(Object location annotation data)
==========

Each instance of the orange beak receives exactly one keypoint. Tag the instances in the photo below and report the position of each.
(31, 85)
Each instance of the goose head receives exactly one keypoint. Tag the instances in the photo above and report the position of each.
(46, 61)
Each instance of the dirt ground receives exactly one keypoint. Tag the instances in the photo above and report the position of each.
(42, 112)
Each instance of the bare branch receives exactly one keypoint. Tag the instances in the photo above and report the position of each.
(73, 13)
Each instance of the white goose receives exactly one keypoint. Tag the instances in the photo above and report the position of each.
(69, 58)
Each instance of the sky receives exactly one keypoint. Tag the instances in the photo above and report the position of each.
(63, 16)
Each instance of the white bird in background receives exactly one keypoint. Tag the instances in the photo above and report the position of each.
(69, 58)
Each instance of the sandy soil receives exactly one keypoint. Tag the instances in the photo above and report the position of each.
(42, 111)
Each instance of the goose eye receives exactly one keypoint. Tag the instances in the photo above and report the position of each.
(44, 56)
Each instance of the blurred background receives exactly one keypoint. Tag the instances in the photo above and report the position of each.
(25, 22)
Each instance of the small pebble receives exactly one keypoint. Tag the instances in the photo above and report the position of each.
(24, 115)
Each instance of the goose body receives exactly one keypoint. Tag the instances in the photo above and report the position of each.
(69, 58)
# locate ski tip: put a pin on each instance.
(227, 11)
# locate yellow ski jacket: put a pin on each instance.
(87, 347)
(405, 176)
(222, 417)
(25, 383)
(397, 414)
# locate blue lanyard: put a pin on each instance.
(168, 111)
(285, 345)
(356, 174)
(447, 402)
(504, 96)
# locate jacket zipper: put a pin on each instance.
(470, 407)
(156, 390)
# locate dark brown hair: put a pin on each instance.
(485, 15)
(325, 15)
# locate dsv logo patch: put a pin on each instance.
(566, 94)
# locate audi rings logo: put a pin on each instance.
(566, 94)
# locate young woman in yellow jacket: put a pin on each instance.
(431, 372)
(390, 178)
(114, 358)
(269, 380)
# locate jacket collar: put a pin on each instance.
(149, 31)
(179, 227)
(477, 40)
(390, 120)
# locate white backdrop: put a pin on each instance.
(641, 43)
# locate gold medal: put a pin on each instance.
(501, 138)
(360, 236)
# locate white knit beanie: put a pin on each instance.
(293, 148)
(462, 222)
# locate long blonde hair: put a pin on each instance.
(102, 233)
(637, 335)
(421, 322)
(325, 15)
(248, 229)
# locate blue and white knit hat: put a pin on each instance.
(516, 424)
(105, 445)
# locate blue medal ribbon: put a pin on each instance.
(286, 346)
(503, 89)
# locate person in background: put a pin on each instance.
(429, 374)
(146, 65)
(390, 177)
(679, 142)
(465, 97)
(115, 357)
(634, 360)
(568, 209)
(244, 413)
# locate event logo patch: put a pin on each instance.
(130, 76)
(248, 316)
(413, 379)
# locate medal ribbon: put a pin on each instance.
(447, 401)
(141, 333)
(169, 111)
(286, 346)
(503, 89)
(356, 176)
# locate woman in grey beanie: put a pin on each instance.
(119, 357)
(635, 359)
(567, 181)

==========

Requirement: All the entries above need to be reproduced exactly.

Exercise answer:
Each instance of the orange beak receives exactly one keypoint. Tag the instances in the photo below and report the position of each.
(31, 85)
Each instance of the goose head receives exactly one keypoint. Tag the instances in the photo above and report the position of each.
(46, 61)
Each instance of the dirt ground receives exactly one keypoint. Tag the instances in the photo above and report the position of each.
(42, 112)
Each instance of the bare branch receives exactly one keypoint. Tag the instances in the photo above and report the position of each.
(73, 13)
Each instance of the white goose receives exactly one keypoint. Tag the instances in the photo above and report the position of each.
(69, 58)
Each instance of the sky receives exactly one keypoint. Tag the instances in the photo above and report the position of each.
(63, 16)
Each instance of the white bird in background receives exactly one keypoint. Tag the instances in the photo above and report the position of each.
(69, 58)
Each instance of the sandy soil receives exactly one keypoint. Tag the instances in the photo above and report the position of each.
(42, 111)
Each instance of the goose eye receives exactly one keypoint. Tag the instances in the photo above and report the position of each.
(44, 56)
Each instance of the blurred background receives exactly one keypoint. Tag the instances in the photo above and report the position of each.
(25, 22)
Each instance of the small pebble receives exactly one keypoint. Tag the instances in the photo above and report the position of each.
(24, 115)
Each instance of the goose body receives exactly one keypoint. Tag the instances in the photo above and report the position of each.
(69, 58)
# locate ski tip: put a pin on each instance.
(227, 11)
# locate yellow ski jacket: put a pin on each instance.
(87, 347)
(405, 176)
(222, 417)
(25, 383)
(397, 414)
# locate blue lanyard: put a pin on each instance.
(168, 111)
(285, 345)
(356, 174)
(447, 402)
(504, 96)
# locate jacket zipper: put a pin on each instance.
(470, 407)
(156, 390)
# locate dark brown hair: put a pin on each instance.
(485, 15)
(325, 15)
# locate dsv logo patch: put a pin on each instance.
(566, 94)
# locate audi rings logo: put a pin on each instance.
(566, 94)
# locate young woman in yellow jacket: put a pin on each instance.
(431, 372)
(390, 178)
(114, 358)
(269, 380)
# locate jacket collar: put a pin on each instance.
(149, 31)
(179, 227)
(477, 40)
(390, 120)
# locate white backdrop: put a pin on each instance.
(641, 43)
# locate gold medal: put a pin on each instance.
(501, 138)
(360, 236)
# locate white knit beanie: put a pin on each instance.
(293, 148)
(462, 222)
# locate long blonde hair: put a pin on each instance.
(102, 233)
(637, 335)
(421, 322)
(325, 15)
(248, 229)
# locate blue and white knit hat: put a pin on each instance.
(516, 424)
(105, 445)
# locate blue medal ribbon: put a pin on each instance.
(286, 346)
(503, 89)
# locate person in background: put a pin on each instance.
(429, 374)
(146, 65)
(390, 177)
(679, 142)
(465, 97)
(115, 357)
(634, 360)
(568, 209)
(244, 413)
# locate event logo patch: put a pin on each instance.
(130, 76)
(248, 316)
(413, 379)
# locate medal ribbon: put a pin on each instance.
(447, 401)
(141, 333)
(169, 111)
(286, 346)
(503, 89)
(356, 176)
# locate woman in grey beanie: put a pin on each instance.
(119, 357)
(635, 359)
(567, 181)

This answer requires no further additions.